EXCERPTED TEXT:
"""
Visitors Guide to
Regional Attractions
in the Meeting of the Great Rivers Scenic Byway Area
Madison, Jersey & Calhoun Counties, Illinois
A wide range of places to see and things to do awaits visitors to the Meeting of the Great Rivers Scenic Byway region. If you’re interested in history the area the Lewis & Clark and Cahokia Mounds State Historic Sites are just a few sites that can be found. The same can be said for nature lovers who will find plants, animals and landscapes at Pere Marquette State Park, Horseshoe State Park, and a large number of other natural areas. Bikers, joggers, and walkers can travel on the Sam Vadalabene Bike Trail that winds it way right along the Mississippi. These are just a few of the attractions that can be found in the Meeting of the Great Rivers Scenic Byway.

Wood River Area
  The Meeting of the Great Rivers Scenic Byway begins in the town of Hartford. The Hartford/Wood River area is Lewis & Clark country because it was here that those great explorers began their journey in 1804. Farther north in East Alton are the Melvin Price Locks and Dam and the National Great Rivers Museum.

Alton Area
  Alton is the largest city in the Scenic Byway area. Alton is the home of several Civil War related sites, as well as the Alton Museum of History and Art, Robert Wadlow (the world's tallest man,) and several historic districts. In Godfrey, visitors can find 300 acres of tall-grass prairie and woodlands at the Olin Nature Preserve. Crossing the Mississippi via the Clark Bridge leads to the Riverlands Environmental Demonstration Area. Just northwest of the Alton Visitors Center is the start of the Sam Vadalabene Bike Trail.

The Sam Vadalabene
Bike Trail
  The Vadalabene Trail is approximately 20 miles of level paved trail that parallels the Great River Road and the center portion of the Meeting of the Great Rivers Scenic Byway. The trail is named after Sam M. Vadalabene, an Illinois State Senator and proponent of the trail and begins in Alton, travels through the river towns of Elsah and Grafton, and ends at Pere Marquette State Park. Riders, walkers, and joggers will see prairie wildflowers along the trail as well as flowering trees during the spring. Brilliant reds, yellows and oranges compliment the scenery in the fall. For those willing to brave the elements in the winter months should be able to see Bald Eagles soaring over the river and bluffs, or floating down the river on chunks of ice.

Elsah and Grafton
  Northwest of Alton, the Scenic Byway travels to the river towns of Elsah and Grafton. The entire town of Elsah has been designated a historic district and is home to a number of Bed and Breakfasts. Grafton is situated at the confluence of the Mississippi and Illinois rivers and is known as "The Winter Home of The Bald Eagle" due to the number of good eagle watching sites in its proximity.
"""
OBJECTIVE A: According to the visitors guide, how long is the Sam Vadalabene Bike Trail?
OBJECTIVE B: Revise the stretch of the visitors guide from "Visitors Guide to" through "in the Meeting of the Great Rivers Scenic Byway.", replacing "nature lovers" with "outdoor enthusiasts".
OBJECTIVE C: Which counties does the visitors guide name in its header?

DATA EXCERPT:
"""
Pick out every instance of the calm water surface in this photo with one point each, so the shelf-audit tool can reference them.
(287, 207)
"""
EXPECTED OUTPUT A: Approximately 20 miles

EXPECTED OUTPUT B:
Visitors Guide to
Regional Attractions
in the Meeting of the Great Rivers Scenic Byway Area
Madison, Jersey & Calhoun Counties, Illinois
A wide range of places to see and things to do awaits visitors to the Meeting of the Great Rivers Scenic Byway region. If you’re interested in history the area the Lewis & Clark and Cahokia Mounds State Historic Sites are just a few sites that can be found. The same can be said for outdoor enthusiasts who will find plants, animals and landscapes at Pere Marquette State Park, Horseshoe State Park, and a large number of other natural areas. Bikers, joggers, and walkers can travel on the Sam Vadalabene Bike Trail that winds it way right along the Mississippi. These are just a few of the attractions that can be found in the Meeting of the Great Rivers Scenic Byway.

EXPECTED OUTPUT C: Madison, Jersey, and Calhoun